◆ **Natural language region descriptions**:
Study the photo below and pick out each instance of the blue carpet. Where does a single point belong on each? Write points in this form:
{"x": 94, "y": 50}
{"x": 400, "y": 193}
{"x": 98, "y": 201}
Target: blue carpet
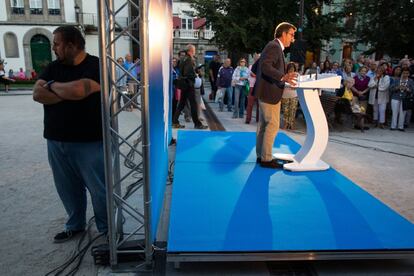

◆ **EXERCISE**:
Would you please copy all lines in the data that contain the word "blue"?

◆ **TASK RESULT**:
Study the photo below and pick out each instance of the blue carpet. Where does a single point belong on each? Write points in this form:
Target: blue carpet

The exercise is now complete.